TEXT PASSAGE:
/---
Fourier series Coefficients and Wolfram Alpha

Question

1) Please can my answers be checked, including my final Fourier series.

2) Is it possible to use Wolfram Alpha to check my answers? If so, how will I go about doing this?

Deduce the Fourier series for the following period waveform (the waveform is given for 1 period):

\begin{align} x(t) = \begin{cases} 2 & 0 \leq t \leq \frac{T}{2} \\ -1 & \frac{T}{2} < t \leq T \end{cases} \end{align}

My Answers: \begin{align} x(t) = \begin{cases} 2 & 0 \leq t \leq \frac{1}{2} \\ -1 & \frac{1}{2} < t \leq 1 \end{cases} \end{align}

Calculated the 3 coefficients:

$$a_0 = 1$$ $$a_n = 0$$ $$b_n = \frac{1}{\pi \, n}(2+\cos(\pi \, n) -3(-1)^2)$$

The final Fourier Series:

$$x(t)=\frac{1}{2} +\frac{1}{\pi}[(5+\cos2\pi) \sin(2\pi \, t) + \frac{(6+ \cos6\pi) \, \sin(6\pi \, t)}{3} + \cdots] + \frac{1}{\pi}[\frac{(\cos4\pi -1) \, \sin(4\pi \, t)}{2} + \frac{(\cos8\pi - 1) \, \sin(8\pi \, t)}{4} + \cdots]$$

Answer 1

Except for the constant term (indeed $\frac12$), this is a so-called square waveform, the transform of which is well-know.
\---
INFORMATION GIVEN:
/---
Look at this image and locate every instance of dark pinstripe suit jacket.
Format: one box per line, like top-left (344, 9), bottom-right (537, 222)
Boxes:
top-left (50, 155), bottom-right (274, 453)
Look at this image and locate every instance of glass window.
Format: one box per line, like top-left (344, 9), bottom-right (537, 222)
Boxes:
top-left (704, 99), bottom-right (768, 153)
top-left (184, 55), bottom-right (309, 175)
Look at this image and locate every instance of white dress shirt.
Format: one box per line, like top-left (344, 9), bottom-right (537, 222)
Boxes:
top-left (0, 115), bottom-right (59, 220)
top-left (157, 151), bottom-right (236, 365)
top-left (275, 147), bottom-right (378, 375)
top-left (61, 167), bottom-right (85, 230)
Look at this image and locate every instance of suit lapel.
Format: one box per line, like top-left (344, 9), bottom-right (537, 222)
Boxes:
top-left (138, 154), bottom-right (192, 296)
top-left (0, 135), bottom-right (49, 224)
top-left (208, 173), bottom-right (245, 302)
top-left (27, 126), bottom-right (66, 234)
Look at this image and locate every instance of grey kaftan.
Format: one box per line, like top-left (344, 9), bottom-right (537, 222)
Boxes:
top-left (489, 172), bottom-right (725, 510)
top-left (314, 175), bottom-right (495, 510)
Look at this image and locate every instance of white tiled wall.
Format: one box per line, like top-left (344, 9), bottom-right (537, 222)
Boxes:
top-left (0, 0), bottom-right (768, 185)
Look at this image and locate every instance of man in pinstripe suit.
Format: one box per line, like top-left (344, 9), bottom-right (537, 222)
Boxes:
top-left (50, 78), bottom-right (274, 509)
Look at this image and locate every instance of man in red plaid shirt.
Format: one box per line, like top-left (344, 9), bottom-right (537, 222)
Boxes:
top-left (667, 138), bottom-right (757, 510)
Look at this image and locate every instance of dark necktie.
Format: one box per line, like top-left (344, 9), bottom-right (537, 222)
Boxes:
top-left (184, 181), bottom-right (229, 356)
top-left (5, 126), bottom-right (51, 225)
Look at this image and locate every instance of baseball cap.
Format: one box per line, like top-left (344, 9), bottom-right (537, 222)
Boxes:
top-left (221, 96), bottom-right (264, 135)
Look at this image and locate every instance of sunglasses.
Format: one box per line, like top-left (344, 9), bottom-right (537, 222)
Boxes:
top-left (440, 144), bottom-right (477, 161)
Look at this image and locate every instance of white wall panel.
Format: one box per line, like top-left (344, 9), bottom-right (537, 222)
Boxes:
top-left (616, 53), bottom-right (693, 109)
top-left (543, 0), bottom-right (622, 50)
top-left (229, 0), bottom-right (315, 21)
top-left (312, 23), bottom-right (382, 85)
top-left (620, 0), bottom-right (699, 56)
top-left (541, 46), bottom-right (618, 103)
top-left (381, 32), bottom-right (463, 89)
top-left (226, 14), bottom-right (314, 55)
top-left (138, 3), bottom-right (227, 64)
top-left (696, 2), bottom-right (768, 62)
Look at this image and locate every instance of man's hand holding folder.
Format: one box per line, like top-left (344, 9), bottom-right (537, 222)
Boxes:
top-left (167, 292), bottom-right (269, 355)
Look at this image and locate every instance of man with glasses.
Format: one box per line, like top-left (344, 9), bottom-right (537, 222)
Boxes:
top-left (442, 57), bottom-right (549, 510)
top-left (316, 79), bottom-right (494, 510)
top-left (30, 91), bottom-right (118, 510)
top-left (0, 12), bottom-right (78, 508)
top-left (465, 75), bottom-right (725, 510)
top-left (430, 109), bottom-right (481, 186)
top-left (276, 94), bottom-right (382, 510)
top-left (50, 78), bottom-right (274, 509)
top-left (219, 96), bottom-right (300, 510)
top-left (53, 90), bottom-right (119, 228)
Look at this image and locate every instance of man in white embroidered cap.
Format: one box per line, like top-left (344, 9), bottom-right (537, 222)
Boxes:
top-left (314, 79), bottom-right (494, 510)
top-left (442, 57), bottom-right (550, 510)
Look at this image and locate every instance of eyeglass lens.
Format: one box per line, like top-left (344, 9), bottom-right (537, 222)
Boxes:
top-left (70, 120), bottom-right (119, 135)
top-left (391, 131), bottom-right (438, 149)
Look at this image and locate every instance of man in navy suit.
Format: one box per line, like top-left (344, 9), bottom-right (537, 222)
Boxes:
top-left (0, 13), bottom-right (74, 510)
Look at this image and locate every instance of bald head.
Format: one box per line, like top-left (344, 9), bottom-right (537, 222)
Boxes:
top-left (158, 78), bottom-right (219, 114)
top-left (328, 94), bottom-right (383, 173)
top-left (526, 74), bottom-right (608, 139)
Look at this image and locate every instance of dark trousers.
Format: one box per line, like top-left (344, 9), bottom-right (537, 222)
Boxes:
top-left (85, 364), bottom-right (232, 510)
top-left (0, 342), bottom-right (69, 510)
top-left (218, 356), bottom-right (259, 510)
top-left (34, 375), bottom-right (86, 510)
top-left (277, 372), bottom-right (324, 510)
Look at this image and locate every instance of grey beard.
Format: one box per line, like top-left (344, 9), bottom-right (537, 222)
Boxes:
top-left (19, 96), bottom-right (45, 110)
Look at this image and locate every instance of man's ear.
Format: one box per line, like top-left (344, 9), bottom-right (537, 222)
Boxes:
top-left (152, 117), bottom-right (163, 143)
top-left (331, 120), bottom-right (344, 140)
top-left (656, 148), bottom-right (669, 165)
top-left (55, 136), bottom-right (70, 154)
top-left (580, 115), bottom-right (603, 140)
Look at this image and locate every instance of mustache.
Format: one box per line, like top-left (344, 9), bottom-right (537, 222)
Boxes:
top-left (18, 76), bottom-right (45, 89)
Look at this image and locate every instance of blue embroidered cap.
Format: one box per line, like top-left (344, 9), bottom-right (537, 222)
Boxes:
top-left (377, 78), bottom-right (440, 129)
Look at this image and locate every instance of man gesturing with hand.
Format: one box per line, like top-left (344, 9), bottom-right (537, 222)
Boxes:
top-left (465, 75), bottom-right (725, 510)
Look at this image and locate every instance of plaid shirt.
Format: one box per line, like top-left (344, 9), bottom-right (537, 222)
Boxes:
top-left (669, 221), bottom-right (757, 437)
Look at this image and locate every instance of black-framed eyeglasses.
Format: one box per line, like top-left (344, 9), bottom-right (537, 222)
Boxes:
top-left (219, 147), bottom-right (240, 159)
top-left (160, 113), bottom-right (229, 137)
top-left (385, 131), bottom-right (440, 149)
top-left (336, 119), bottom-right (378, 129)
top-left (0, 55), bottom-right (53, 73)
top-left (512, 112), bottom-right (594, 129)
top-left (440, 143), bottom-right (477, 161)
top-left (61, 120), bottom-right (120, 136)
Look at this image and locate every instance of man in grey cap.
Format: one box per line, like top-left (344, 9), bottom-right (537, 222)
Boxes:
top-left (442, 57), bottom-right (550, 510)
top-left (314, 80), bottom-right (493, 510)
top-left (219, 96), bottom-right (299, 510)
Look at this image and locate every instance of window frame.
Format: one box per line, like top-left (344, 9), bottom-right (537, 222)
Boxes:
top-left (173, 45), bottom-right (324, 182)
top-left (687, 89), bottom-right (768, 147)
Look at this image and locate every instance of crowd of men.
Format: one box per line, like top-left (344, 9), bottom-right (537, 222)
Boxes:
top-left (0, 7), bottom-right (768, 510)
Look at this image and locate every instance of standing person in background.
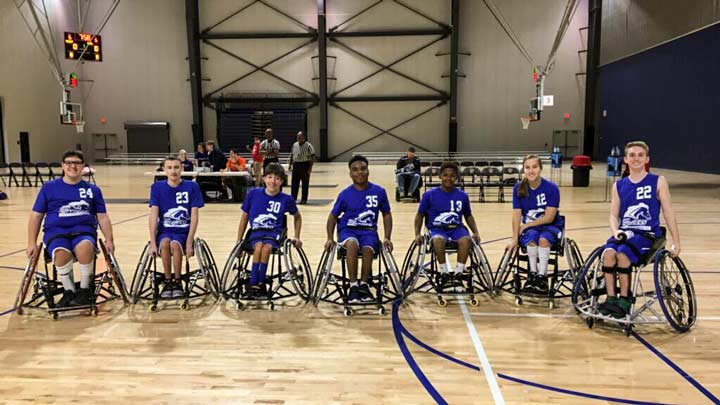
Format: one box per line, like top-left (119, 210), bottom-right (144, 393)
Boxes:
top-left (260, 128), bottom-right (280, 169)
top-left (251, 135), bottom-right (263, 187)
top-left (289, 131), bottom-right (315, 204)
top-left (195, 142), bottom-right (207, 167)
top-left (178, 149), bottom-right (195, 172)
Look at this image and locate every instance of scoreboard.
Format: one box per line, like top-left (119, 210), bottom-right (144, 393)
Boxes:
top-left (65, 32), bottom-right (102, 62)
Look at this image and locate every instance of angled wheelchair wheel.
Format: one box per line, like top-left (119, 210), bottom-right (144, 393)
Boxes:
top-left (493, 246), bottom-right (518, 294)
top-left (15, 245), bottom-right (42, 315)
top-left (195, 238), bottom-right (220, 298)
top-left (98, 239), bottom-right (130, 304)
top-left (571, 246), bottom-right (607, 314)
top-left (219, 242), bottom-right (245, 299)
top-left (653, 249), bottom-right (697, 332)
top-left (130, 242), bottom-right (153, 304)
top-left (283, 239), bottom-right (313, 302)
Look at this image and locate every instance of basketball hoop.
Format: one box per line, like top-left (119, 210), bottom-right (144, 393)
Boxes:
top-left (520, 117), bottom-right (530, 129)
top-left (73, 121), bottom-right (85, 134)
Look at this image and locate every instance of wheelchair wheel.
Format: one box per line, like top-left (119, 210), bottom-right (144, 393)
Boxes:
top-left (195, 238), bottom-right (220, 299)
top-left (283, 239), bottom-right (313, 302)
top-left (130, 242), bottom-right (152, 304)
top-left (15, 245), bottom-right (42, 315)
top-left (218, 242), bottom-right (245, 300)
top-left (98, 239), bottom-right (130, 304)
top-left (493, 246), bottom-right (518, 294)
top-left (653, 249), bottom-right (697, 332)
top-left (571, 246), bottom-right (605, 313)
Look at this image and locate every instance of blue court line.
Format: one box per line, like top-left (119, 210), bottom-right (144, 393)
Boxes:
top-left (497, 373), bottom-right (666, 405)
top-left (392, 300), bottom-right (447, 405)
top-left (393, 305), bottom-right (688, 405)
top-left (632, 331), bottom-right (720, 404)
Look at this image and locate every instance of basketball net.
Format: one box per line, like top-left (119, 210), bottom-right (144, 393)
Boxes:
top-left (520, 117), bottom-right (530, 129)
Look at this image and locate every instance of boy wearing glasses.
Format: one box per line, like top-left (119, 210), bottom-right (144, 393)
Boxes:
top-left (27, 150), bottom-right (115, 307)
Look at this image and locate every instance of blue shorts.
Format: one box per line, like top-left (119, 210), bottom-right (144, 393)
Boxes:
top-left (430, 226), bottom-right (470, 242)
top-left (338, 228), bottom-right (380, 252)
top-left (603, 233), bottom-right (653, 264)
top-left (520, 225), bottom-right (562, 246)
top-left (249, 230), bottom-right (280, 249)
top-left (45, 235), bottom-right (97, 257)
top-left (155, 232), bottom-right (187, 252)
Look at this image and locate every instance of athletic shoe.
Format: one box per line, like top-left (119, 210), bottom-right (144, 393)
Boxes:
top-left (358, 284), bottom-right (375, 302)
top-left (160, 280), bottom-right (174, 298)
top-left (172, 280), bottom-right (185, 298)
top-left (348, 285), bottom-right (362, 304)
top-left (535, 275), bottom-right (548, 294)
top-left (55, 290), bottom-right (75, 308)
top-left (70, 288), bottom-right (92, 307)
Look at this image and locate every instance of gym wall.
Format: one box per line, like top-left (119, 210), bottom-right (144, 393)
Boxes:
top-left (0, 0), bottom-right (587, 160)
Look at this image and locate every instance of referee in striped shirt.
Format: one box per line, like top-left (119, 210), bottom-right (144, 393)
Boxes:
top-left (289, 131), bottom-right (315, 204)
\---
GIVEN EXERCISE 1:
Transcribe the portion of the Fourier series thread that runs from "The final Fourier" to "which is well-know.".
GIVEN EXERCISE 2:
In the Fourier series thread, what kind of waveform does the reply identify the function as, apart from its constant term?

EXPECTED ANSWER 1:
The final Fourier Series:

$$x(t)=\frac{1}{2} +\frac{1}{\pi}[(5+\cos2\pi) \sin(2\pi \, t) + \frac{(6+ \cos6\pi) \, \sin(6\pi \, t)}{3} + \cdots] + \frac{1}{\pi}[\frac{(\cos4\pi -1) \, \sin(4\pi \, t)}{2} + \frac{(\cos8\pi - 1) \, \sin(8\pi \, t)}{4} + \cdots]$$

Answer 1

Except for the constant term (indeed $\frac12$), this is a so-called square waveform, the transform of which is well-know.

EXPECTED ANSWER 2:
A square waveform.